**REQUIRED TASK**
Identify every line in the material below that contains the word "wooden", and copy each of those lines in full.
╭──
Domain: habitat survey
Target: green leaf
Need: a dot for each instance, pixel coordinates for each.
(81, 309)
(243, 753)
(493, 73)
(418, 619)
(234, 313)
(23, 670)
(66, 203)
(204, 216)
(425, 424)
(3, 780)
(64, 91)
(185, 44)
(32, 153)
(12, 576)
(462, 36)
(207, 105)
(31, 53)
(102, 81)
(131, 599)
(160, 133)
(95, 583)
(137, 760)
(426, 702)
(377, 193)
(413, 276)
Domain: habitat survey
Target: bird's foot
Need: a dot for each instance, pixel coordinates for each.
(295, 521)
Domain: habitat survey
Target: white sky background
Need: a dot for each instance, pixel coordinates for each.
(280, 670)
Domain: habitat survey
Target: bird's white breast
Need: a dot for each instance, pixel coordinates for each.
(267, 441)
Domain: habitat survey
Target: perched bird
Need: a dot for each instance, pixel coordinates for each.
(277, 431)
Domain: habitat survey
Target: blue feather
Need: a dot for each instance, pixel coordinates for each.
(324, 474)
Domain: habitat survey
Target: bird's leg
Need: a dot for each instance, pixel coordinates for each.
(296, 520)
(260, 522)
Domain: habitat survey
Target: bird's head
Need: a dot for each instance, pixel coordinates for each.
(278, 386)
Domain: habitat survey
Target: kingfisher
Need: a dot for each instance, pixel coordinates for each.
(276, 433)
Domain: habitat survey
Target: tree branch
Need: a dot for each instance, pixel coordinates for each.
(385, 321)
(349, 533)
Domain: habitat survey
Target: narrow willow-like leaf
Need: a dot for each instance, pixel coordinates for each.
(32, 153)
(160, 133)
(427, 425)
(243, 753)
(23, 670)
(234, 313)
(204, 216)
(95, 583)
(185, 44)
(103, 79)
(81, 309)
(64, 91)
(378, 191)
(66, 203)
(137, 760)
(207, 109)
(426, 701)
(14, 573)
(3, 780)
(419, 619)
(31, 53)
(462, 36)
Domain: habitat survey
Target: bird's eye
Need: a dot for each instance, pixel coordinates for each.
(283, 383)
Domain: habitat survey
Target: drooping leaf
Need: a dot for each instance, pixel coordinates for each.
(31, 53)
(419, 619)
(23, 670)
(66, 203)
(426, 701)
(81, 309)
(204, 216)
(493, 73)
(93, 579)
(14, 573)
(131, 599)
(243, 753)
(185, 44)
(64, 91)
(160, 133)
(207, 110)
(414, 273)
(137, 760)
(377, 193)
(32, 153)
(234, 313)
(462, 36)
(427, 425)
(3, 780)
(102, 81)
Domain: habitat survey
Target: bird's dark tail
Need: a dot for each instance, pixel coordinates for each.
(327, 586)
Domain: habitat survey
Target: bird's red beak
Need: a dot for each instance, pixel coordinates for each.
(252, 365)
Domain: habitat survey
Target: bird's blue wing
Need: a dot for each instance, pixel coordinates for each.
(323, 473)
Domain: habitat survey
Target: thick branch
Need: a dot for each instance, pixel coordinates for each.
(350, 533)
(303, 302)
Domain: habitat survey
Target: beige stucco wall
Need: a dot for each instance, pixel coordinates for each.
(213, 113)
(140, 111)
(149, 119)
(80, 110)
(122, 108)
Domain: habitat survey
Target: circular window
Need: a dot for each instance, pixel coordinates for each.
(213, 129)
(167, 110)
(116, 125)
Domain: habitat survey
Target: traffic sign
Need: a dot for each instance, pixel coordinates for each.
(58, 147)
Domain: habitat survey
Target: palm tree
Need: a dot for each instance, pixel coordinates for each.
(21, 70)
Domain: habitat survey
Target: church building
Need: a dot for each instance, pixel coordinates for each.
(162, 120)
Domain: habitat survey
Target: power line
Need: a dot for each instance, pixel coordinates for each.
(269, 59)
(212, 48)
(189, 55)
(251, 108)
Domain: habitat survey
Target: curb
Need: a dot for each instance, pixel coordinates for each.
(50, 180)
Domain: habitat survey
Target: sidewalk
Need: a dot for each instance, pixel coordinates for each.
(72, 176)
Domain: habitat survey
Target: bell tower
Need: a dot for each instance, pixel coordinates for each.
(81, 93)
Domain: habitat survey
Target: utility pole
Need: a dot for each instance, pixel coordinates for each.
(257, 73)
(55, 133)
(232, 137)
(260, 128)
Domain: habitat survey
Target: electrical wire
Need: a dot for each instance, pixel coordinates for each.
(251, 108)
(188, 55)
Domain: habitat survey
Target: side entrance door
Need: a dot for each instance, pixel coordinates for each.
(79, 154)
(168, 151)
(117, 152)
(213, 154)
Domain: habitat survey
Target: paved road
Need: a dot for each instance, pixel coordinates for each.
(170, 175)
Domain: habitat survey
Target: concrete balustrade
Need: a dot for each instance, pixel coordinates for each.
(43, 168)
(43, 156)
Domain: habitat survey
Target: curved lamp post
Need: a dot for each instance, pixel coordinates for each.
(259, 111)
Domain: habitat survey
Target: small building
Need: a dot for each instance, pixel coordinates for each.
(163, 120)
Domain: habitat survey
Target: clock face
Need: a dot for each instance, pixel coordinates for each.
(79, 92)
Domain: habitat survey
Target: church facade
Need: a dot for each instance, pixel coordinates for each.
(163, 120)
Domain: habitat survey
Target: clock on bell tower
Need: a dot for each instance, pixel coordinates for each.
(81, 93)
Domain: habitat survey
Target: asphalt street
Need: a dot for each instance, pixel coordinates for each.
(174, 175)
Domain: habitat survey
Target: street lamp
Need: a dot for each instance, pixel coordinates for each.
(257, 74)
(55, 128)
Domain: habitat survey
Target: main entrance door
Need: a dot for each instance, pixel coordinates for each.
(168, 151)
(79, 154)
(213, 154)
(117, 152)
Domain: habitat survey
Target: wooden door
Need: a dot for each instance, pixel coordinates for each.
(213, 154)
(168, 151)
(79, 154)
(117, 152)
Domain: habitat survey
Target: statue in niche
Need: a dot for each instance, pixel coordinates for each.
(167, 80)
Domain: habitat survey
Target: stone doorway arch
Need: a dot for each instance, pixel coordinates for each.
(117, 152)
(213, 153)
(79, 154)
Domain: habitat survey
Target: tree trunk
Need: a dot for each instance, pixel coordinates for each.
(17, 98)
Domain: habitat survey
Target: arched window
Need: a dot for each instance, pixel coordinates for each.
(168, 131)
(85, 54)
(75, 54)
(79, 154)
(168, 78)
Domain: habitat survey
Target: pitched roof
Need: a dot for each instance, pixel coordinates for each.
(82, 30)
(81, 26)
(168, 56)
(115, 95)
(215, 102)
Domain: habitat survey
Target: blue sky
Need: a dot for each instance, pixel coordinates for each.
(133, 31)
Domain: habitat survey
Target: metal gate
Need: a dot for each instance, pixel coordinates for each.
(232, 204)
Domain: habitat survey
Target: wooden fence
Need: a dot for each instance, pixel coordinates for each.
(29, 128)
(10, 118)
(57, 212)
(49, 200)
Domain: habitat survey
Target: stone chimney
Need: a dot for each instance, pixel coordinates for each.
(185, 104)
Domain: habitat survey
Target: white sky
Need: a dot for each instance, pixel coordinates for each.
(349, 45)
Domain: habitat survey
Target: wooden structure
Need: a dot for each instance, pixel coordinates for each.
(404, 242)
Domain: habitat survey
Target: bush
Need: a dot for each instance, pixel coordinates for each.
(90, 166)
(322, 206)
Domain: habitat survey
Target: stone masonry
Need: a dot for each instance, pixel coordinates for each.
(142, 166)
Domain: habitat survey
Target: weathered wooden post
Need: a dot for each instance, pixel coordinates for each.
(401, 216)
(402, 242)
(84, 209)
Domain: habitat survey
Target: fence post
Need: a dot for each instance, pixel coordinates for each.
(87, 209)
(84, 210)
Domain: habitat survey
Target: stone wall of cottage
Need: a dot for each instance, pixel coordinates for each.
╰──
**SOLUTION FOR THIS EXERCISE**
Target: wooden door
Target: wooden fence
Target: wooden structure
Target: weathered wooden post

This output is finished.